Could you quote, exactly as they stand, the lines running from the one with "Mark the trophy cup" to the final line of the material?
-------- Listed entries
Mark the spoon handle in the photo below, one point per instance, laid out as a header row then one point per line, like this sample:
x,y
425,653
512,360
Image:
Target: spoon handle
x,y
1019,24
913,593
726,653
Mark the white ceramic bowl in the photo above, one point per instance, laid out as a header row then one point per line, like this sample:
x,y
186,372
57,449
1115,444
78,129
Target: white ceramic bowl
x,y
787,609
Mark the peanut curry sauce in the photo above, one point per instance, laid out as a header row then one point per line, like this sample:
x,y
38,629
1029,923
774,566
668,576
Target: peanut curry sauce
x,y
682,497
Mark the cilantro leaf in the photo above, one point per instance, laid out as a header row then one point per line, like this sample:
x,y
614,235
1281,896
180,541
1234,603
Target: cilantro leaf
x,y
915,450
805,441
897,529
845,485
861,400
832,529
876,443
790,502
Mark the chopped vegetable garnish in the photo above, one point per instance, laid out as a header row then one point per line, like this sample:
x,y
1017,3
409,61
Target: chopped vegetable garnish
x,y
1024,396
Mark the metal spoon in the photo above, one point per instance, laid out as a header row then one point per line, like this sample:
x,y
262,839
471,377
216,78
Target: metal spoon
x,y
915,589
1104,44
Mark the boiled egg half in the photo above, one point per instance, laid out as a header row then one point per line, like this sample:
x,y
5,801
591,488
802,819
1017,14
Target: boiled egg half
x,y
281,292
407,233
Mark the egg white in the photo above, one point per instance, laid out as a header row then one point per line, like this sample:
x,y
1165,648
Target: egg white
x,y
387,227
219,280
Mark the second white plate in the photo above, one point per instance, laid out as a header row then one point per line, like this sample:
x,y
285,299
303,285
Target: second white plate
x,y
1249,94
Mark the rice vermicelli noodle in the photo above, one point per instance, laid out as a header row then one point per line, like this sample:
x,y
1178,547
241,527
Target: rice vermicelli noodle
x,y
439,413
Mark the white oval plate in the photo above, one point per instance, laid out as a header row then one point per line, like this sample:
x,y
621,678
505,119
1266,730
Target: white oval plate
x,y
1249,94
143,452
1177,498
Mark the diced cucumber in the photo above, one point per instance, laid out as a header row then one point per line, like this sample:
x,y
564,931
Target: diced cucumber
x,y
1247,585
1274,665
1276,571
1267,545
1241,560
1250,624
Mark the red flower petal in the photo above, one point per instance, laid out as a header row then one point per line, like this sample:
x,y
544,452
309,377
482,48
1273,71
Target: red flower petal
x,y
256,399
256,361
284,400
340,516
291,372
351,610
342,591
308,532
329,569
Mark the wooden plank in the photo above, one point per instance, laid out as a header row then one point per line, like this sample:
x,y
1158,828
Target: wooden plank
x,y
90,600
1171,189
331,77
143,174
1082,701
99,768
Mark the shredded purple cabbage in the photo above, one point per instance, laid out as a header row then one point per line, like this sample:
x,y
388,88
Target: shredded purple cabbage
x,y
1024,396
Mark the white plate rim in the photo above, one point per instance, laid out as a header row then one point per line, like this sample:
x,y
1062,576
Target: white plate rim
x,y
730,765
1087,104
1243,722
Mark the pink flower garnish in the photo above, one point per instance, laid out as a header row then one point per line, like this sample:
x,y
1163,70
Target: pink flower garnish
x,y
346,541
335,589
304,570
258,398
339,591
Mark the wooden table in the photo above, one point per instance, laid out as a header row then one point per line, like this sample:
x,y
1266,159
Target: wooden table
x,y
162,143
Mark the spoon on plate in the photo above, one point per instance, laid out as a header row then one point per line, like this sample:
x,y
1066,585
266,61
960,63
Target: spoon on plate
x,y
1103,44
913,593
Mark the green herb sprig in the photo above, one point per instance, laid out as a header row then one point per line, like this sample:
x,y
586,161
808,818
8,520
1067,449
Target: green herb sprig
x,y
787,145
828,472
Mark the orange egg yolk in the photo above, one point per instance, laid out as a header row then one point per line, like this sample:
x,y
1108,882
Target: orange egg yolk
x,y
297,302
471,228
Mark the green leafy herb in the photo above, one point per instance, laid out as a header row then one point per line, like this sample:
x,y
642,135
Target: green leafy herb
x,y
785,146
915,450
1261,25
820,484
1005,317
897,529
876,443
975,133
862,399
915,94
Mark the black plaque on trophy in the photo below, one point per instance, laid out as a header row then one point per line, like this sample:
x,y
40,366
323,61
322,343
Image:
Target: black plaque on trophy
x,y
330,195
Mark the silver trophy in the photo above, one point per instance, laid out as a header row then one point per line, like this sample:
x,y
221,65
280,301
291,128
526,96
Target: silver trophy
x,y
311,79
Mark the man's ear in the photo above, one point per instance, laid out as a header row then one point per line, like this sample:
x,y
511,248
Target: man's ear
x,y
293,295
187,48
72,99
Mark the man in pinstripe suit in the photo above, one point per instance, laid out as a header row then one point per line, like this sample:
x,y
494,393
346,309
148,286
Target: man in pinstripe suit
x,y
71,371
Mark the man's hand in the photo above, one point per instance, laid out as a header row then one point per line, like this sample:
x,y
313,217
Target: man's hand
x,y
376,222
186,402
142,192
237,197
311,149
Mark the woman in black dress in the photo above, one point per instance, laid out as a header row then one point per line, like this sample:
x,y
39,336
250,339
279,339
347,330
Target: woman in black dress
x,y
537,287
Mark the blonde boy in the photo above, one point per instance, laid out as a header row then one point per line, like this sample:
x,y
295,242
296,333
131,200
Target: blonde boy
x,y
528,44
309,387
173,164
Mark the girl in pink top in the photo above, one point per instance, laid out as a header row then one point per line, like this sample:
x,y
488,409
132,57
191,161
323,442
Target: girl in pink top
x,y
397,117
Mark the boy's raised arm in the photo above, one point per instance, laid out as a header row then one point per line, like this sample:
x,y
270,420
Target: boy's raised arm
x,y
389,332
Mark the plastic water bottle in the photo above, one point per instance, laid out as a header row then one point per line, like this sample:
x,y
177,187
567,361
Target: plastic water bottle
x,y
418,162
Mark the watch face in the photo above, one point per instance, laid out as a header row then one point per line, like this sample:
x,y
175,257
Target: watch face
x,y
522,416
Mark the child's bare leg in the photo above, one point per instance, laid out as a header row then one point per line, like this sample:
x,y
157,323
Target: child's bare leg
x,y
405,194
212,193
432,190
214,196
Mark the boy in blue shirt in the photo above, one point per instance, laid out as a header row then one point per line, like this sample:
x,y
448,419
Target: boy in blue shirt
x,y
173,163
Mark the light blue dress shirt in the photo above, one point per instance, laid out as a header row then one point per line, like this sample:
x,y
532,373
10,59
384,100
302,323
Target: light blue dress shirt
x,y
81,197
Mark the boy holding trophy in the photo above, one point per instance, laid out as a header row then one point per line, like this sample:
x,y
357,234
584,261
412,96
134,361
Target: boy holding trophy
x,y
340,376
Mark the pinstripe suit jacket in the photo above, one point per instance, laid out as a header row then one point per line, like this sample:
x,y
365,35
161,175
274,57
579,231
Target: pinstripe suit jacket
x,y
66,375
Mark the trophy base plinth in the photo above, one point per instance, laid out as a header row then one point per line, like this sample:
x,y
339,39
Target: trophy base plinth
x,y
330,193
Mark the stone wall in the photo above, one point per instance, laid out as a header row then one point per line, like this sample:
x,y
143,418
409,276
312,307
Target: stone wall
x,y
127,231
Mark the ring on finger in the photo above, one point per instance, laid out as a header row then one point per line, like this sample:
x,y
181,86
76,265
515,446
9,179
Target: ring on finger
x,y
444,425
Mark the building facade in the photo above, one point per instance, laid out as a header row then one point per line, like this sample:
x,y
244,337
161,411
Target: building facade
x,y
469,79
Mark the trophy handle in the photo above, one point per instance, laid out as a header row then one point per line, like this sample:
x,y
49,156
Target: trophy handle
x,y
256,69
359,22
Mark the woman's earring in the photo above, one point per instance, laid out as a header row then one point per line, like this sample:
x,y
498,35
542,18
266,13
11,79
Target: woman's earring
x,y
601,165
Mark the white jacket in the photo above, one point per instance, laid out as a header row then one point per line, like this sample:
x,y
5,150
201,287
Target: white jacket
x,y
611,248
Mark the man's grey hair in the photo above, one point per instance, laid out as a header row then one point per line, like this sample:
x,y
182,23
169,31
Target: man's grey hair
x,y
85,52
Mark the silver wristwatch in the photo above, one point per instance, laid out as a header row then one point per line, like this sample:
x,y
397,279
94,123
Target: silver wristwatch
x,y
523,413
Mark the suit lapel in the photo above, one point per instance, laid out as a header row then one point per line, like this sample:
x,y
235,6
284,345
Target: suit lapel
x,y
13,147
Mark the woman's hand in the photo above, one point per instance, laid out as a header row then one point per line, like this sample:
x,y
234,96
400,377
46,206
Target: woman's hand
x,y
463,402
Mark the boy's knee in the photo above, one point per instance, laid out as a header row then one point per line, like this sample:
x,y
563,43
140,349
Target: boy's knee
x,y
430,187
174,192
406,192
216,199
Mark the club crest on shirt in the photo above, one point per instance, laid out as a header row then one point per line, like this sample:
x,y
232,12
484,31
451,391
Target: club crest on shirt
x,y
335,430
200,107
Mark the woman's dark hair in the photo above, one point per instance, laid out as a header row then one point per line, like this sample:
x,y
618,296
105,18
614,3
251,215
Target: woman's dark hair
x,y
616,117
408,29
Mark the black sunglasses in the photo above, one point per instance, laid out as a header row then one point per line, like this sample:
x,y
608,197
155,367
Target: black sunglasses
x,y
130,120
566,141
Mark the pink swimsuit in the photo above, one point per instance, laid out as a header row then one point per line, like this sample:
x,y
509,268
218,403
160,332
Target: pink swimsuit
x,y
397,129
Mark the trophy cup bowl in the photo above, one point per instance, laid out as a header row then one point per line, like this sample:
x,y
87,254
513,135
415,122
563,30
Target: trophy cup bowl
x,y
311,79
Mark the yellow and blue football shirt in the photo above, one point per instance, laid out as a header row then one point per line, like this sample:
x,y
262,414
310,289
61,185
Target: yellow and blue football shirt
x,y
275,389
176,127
----------------
● Answer to this task
Mark the trophy cup bowl in the photo above, one point per instance, laid out as a header row then one point per line, like this sample:
x,y
87,254
513,135
415,122
563,30
Target: trophy cup bowl
x,y
311,79
Mark the yellow and blue football shirt in the photo above, one point per instance, laid out as a header row then one point per line, like this sample:
x,y
262,414
310,289
61,185
Target: yellow and blue football shirt
x,y
275,389
176,127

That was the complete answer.